:: The problem ::
Without altering anything, repeat each of the records.

:: Provided records ::
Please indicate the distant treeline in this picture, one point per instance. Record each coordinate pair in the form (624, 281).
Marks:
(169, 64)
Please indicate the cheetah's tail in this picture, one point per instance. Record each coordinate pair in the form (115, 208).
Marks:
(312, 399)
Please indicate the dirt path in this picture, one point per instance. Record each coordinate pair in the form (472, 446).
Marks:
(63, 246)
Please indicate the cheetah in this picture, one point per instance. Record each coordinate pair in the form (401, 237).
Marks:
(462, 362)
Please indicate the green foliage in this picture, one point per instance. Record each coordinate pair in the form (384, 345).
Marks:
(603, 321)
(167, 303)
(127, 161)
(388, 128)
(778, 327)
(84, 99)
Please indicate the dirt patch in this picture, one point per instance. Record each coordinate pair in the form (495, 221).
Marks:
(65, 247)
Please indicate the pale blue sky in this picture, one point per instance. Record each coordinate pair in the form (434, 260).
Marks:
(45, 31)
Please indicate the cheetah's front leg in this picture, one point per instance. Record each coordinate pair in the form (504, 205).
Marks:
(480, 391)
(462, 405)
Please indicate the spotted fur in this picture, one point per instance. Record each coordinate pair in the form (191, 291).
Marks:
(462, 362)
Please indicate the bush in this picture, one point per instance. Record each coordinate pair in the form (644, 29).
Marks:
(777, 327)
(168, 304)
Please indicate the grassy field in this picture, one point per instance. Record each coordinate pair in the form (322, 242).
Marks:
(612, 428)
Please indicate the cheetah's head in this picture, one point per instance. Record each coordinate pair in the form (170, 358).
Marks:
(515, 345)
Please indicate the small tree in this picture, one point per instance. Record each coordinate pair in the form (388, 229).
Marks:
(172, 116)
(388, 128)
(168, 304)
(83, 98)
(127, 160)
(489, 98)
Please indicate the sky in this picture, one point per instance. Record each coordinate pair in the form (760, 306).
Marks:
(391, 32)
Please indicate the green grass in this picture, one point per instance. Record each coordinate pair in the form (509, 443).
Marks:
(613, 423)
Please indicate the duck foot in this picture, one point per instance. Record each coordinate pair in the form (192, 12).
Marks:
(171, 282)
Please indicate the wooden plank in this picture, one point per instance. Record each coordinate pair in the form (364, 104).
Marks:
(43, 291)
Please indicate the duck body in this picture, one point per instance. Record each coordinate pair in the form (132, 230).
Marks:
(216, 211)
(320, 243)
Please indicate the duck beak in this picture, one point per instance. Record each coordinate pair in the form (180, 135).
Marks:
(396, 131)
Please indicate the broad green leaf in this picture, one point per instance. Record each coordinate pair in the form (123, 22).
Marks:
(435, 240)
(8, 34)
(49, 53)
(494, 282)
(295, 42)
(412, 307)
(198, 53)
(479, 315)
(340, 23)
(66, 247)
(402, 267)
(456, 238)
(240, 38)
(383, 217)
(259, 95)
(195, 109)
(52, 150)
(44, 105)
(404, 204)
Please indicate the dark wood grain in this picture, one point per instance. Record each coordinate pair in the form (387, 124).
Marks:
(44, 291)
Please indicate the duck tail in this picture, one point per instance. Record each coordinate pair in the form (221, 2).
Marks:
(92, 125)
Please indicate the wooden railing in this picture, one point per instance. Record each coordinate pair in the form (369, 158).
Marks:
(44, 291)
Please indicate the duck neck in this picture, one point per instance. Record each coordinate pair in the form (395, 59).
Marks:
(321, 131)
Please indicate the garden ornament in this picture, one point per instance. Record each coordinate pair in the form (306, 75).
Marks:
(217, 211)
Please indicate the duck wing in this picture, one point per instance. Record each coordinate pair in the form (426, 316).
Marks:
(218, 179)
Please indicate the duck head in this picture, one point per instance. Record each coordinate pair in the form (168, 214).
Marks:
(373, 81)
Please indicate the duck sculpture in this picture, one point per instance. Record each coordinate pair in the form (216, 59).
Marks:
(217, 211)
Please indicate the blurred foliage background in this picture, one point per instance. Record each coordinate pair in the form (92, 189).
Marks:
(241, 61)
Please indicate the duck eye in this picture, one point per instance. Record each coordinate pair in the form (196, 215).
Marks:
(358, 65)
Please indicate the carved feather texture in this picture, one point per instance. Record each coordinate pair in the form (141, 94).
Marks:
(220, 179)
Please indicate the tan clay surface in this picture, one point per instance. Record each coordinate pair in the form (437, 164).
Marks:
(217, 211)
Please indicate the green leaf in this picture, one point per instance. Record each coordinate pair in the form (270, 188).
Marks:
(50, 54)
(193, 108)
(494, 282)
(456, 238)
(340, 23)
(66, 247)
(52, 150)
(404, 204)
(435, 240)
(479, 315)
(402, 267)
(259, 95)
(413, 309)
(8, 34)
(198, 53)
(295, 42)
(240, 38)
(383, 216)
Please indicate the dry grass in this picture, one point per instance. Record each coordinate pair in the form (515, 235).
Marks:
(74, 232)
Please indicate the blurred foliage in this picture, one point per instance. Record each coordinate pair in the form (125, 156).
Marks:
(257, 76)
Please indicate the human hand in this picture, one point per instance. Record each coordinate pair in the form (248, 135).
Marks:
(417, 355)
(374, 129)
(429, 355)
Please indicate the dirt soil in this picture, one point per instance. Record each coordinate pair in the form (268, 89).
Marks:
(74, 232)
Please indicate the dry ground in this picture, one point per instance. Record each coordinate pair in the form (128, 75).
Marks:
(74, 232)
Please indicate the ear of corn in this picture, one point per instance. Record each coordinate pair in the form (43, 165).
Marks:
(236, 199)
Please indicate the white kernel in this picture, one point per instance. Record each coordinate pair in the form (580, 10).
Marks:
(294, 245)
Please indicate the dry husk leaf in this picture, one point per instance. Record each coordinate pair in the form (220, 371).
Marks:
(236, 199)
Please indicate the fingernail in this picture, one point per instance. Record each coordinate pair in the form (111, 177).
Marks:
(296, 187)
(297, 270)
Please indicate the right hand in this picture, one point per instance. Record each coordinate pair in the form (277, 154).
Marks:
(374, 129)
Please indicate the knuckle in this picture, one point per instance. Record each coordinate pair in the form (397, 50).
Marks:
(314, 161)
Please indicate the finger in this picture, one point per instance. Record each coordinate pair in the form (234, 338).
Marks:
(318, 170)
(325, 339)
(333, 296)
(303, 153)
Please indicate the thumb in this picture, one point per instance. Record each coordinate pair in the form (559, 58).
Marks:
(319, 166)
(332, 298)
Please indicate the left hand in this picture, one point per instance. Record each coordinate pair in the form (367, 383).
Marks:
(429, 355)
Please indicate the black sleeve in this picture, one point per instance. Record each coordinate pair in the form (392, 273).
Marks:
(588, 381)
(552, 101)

:: Correct response ::
Please indicate the distant treeline in this picture, one point per instance. Record each coordinate pair in the form (624, 281).
Marks:
(169, 64)
Please indicate the cheetah's tail in this picture, one point per instance. Record each coordinate pair in the form (115, 208).
Marks:
(312, 399)
Please indicate the dirt path in this picture, one point per instance. Record each coordinate pair in the form (472, 446).
Marks:
(63, 246)
Please indicate the cheetah in this picture, one point per instance. Record each coordinate pair in the form (401, 237).
Marks:
(462, 362)
Please indicate the green foliage in this picture, one point per instance. Record each coordinate pair in the form (384, 345).
Marks:
(603, 321)
(167, 303)
(127, 161)
(388, 128)
(778, 327)
(84, 99)
Please indicate the dirt patch in this picture, one point per instance. Record each coordinate pair in the form (495, 221).
Marks:
(65, 247)
Please indicate the pale blue sky in this picture, one point per instance. Record each coordinate pair in the form (434, 260).
Marks:
(45, 31)
Please indicate the cheetah's front leg in this picture, one point per instance. Record each coordinate pair in the form (504, 205).
Marks:
(480, 391)
(462, 405)
Please indicate the spotted fur in this picture, one point per instance. Record each coordinate pair in the form (191, 291).
Marks:
(462, 362)
Please indicate the bush in this picture, one point per instance. Record each coordinate pair in the form (644, 29).
Marks:
(777, 327)
(168, 304)
Please indicate the grassy field in this picture, one point per instance. Record each coordinate pair in the form (322, 242).
Marks:
(612, 428)
Please indicate the cheetah's head in this picture, one point per instance. Record each coordinate pair in the form (170, 358).
Marks:
(515, 345)
Please indicate the small tree in this picture, one point per instance. Record each coordinate pair in the form (388, 229).
Marks:
(172, 116)
(388, 128)
(168, 304)
(83, 98)
(127, 160)
(489, 98)
Please indicate the sky in this picture, one point per instance. Record each coordinate pair in the form (760, 306).
Marks:
(391, 32)
Please indicate the green grass in this picture, one point per instance. Record each coordinate pair in the form (509, 443).
Marks:
(613, 423)
Please indicate the duck foot in this picture, one point per instance. Record each coordinate pair in the form (192, 12).
Marks:
(171, 282)
Please indicate the wooden plank in this picture, one point per instance. Record each coordinate pair in the form (364, 104).
Marks:
(43, 291)
Please indicate the duck body in this picture, one point per instance. Record each coordinate pair in the form (132, 230).
Marks:
(216, 211)
(320, 243)
Please indicate the duck beak in this picture, one point per instance. Record each coordinate pair in the form (180, 135).
Marks:
(396, 131)
Please indicate the broad green leaf in this picture, one point per instance. Record each coordinate pair in the form (123, 22).
Marks:
(435, 240)
(8, 34)
(49, 53)
(494, 282)
(295, 42)
(412, 307)
(198, 53)
(479, 315)
(340, 23)
(66, 247)
(402, 267)
(456, 238)
(240, 38)
(383, 217)
(259, 95)
(195, 109)
(52, 150)
(44, 105)
(404, 204)
Please indicate the dark wood grain in this picture, one point per instance. Record each coordinate pair in the form (387, 124).
Marks:
(44, 291)
Please indicate the duck tail in this picture, one point per instance. Record each coordinate pair in the form (221, 2).
Marks:
(92, 125)
Please indicate the wooden railing in this picture, one point per instance. Record each coordinate pair in the form (369, 158).
Marks:
(44, 291)
Please indicate the duck neck in this picture, one point per instance. Record each coordinate pair in the form (395, 59).
Marks:
(321, 131)
Please indicate the garden ornament in this picture, one point per instance. Record each coordinate pair in the form (306, 75).
Marks:
(217, 211)
Please indicate the duck wing in this picture, one point per instance. Record each coordinate pair in the form (426, 316).
Marks:
(218, 179)
Please indicate the duck head in this picture, one point per instance. Record each coordinate pair in the form (168, 214).
Marks:
(373, 81)
Please indicate the duck sculpture in this picture, one point per instance. Record each coordinate pair in the form (216, 59).
Marks:
(217, 211)
Please indicate the blurred foliage background in this picture, one point per instance. Record each coordinate pair in the form (92, 189).
Marks:
(241, 61)
Please indicate the duck eye in this picture, one point per instance. Record each coordinate pair in the form (196, 215).
Marks:
(358, 65)
Please indicate the carved feather texture in this picture, one point per instance. Record each coordinate pair in the form (141, 94).
Marks:
(220, 179)
Please indicate the tan clay surface in this picture, one point per instance. Record each coordinate pair in the form (437, 164).
Marks:
(217, 211)
Please indicate the green leaf in this picture, one point per instance. Record each coordinate pair in the form (270, 188).
Marks:
(50, 54)
(193, 108)
(494, 282)
(456, 238)
(340, 23)
(66, 247)
(52, 150)
(404, 204)
(435, 240)
(479, 315)
(402, 267)
(259, 95)
(413, 309)
(8, 34)
(198, 53)
(295, 42)
(240, 38)
(383, 216)
Please indicate the dry grass in this picture, one point per instance. Record each coordinate pair in the form (515, 235).
Marks:
(74, 232)
Please indicate the blurred foliage in this picture, one point per instance. Record each coordinate pair in the form (125, 156).
Marks:
(257, 76)
Please indicate the human hand in this picture, one point per instance. Record each coordinate pair in the form (248, 135).
Marks:
(417, 355)
(374, 129)
(429, 355)
Please indicate the dirt soil in this picture, one point per instance. Record each coordinate pair in the form (268, 89).
Marks:
(74, 232)
Please indicate the dry ground in this picture, one point per instance. Record each coordinate pair in the form (128, 75).
Marks:
(74, 232)
Please indicate the ear of corn in this picture, one point per instance. Record each coordinate pair in the form (43, 165).
Marks:
(236, 199)
Please indicate the white kernel in this picture, one point per instance. Record each coordinate pair in the form (580, 10).
Marks:
(294, 245)
Please indicate the dry husk leaf in this picture, one point per instance. Record each coordinate pair in the form (220, 371).
Marks:
(236, 199)
Please indicate the fingernail in this picture, one point per instance. Record each coordinate pair in the form (111, 177).
Marks:
(296, 187)
(297, 270)
Please indicate the right hand in this picture, one point per instance. Record each coordinate pair in the form (277, 154).
Marks:
(374, 129)
Please indicate the knuckle in this picture, one point per instance. Record each coordinate pair in the form (397, 50).
Marks:
(314, 161)
Please indicate the finger in this picture, one point per instance. Record each coordinate pair in the form (234, 338).
Marks:
(318, 170)
(325, 339)
(333, 296)
(303, 153)
Please indicate the thumb in this picture, one point per instance. Record each coordinate pair in the form (559, 58).
Marks:
(319, 166)
(332, 298)
Please indicate the left hand in this picture, one point per instance. Record each coordinate pair in the form (367, 383).
Marks:
(429, 355)
Please indicate the black sleeve in this picture, one point per instance. Record each coordinate pair in the form (392, 273).
Marks:
(588, 381)
(552, 101)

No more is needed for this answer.